START Document section

But GM’s new position is about more than the election. The automakers have long wanted to build cars to a single standard, and a protracted fight with California and the 14 others states that follow its rules threatened to split the country in half before any resolution. The Obama administration’s one-size-fits-all rules—welcomed at the time by California regulators and automakers alike—would have increased fleet average fuel economy by 5% annually. The Trump position slowed those gains to a proposed 1.5% per year.

California has already demonstrated demand for EVs that, while still modest, far exceeds the rest of the country. Battery electrics were 5.5 percent of the market there last year, and plug-in hybrids another 2.4 percent, reports the California New Car Dealers Association. One in eight new cars sold in the state last year was electrified. EVs have led to cleaner air, especially important in smoggy Southern California. The benefits of stricter pollution controls also appealed to the 14 other states, mostly along the west and east coasts, that follow California’s rules. EV sales in those states are growing, albeit fairly slowly. For the country as a whole, 1.4% of sales in 2019 were EVs, 2.0% including plug-in hybrids, says the Edison Electric Institute.

Sacramento California traffic
Rush hour traffic snarled in Sacramento, California. Bill Howard

“We strongly believe the best path to preserve good auto jobs and keep new vehicles affordable for more Americans is a final rule supported by all parties—including California,” automakers on both sides of the debate (including GM) said in a June 2019 letter to Trump.

Global regulation also is directing the auto industry towards the plug. Britain said last week that it will end sales of new cars and trucks powered solely by gasoline and diesel in 2030. France and Norway, among other countries, also have phase-outs, albeit with different timetables. And in September, California Governor Gavin Newsom signed an executive order calling for only zero-emission car and passenger truck sales by 2035. Reading the tea leaves are such companies as tradition-minded Bentley, which will only sell electric cars by 2030.

A Biden administration is likely to push for new federal subsidies for EVs, even though it might have a hard time getting such incentives through Congress. One possible shift: raising the 200,000-unit sales cap on EVs and plug-in hybrids eligible for a federal tax credit of up to $7,500. Tesla and GM both passed the cap and no longer can dangle that incentive in front of consumers. Every other automaker can.

GM is also in a fairly strong position to pivot to electric. Although Tesla is vastly outselling GM with electric cars, the Ultium battery breakthrough promises cheaper packs with better performance and much longer range—and thus competitive cars and trucks. “Ultium energy options range from 50 to 200 kilowatt-hours, which could enable a GM-estimated range up to 400 miles or more on a full charge with zero to 60 mph acceleration as low as three seconds,” GM said.

END Document section
START Data to examine

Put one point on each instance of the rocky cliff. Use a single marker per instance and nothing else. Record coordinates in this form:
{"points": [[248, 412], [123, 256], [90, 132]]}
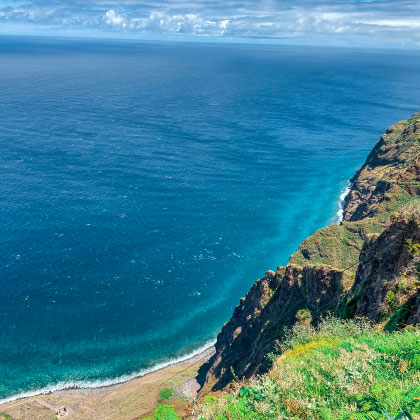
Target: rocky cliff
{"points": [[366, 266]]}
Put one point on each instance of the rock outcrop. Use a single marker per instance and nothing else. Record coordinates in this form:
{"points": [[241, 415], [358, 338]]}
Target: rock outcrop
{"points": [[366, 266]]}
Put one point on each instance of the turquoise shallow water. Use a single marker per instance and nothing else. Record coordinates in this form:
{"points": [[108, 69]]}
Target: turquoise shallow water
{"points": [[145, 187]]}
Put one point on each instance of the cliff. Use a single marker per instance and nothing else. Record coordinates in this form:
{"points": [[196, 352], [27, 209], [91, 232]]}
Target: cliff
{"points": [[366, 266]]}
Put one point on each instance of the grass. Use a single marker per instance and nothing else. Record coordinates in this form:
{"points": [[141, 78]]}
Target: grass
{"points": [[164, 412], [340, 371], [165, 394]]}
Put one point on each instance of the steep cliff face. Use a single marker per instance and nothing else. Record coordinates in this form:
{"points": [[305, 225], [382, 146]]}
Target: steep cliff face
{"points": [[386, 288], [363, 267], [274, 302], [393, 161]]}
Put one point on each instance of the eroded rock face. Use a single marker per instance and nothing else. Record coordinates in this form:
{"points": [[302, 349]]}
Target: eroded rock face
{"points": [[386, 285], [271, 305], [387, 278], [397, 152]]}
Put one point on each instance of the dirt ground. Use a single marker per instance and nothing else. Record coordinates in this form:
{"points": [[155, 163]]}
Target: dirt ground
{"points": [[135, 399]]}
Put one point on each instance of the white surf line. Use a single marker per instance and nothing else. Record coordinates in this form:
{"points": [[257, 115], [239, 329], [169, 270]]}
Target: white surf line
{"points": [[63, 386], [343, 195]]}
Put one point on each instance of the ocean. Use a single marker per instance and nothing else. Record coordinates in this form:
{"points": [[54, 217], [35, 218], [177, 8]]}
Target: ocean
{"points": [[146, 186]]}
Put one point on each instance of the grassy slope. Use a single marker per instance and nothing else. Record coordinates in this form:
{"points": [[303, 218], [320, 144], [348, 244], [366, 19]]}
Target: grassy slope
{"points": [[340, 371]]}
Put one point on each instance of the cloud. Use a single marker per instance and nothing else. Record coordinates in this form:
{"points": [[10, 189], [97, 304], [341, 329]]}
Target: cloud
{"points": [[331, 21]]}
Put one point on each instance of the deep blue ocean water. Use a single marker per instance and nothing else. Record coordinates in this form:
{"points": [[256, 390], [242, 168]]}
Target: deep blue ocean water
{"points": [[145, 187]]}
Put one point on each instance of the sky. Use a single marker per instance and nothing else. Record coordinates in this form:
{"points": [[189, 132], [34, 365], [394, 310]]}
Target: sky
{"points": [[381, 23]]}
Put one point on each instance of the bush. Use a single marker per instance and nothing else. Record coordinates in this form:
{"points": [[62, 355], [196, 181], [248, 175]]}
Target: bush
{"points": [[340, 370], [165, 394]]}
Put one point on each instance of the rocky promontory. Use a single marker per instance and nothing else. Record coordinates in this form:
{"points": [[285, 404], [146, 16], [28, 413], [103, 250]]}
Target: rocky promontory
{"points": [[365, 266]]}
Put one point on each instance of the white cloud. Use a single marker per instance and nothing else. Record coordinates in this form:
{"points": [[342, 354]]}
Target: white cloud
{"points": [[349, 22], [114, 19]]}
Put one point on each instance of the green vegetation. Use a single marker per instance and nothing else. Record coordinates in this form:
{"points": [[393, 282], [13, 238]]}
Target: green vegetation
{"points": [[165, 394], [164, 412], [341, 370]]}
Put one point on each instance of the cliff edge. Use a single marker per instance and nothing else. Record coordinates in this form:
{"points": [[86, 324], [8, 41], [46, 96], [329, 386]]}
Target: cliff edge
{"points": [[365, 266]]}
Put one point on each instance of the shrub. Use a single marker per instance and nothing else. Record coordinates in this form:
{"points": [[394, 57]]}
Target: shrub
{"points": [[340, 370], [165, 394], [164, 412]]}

END Data to examine

Using the article about GM and electric cars, decide whether each statement agrees with it, answering yes or no and quoting the words that settle it. (a) Britain plans to stop selling new cars and trucks powered only by gasoline and diesel in 2030. (b) The Trump position proposed slowing fuel economy gains to 3% per year. (c) Tesla and GM can still offer buyers the federal tax credit.

Output:
(a) Yes: "Britain said last week that it will end sales of new cars and trucks powered solely by gasoline and diesel in 2030."
(b) No: "The Trump position slowed those gains to a proposed 1.5% per year."
(c) No: "Tesla and GM both passed the cap and no longer can dangle that incentive in front of consumers."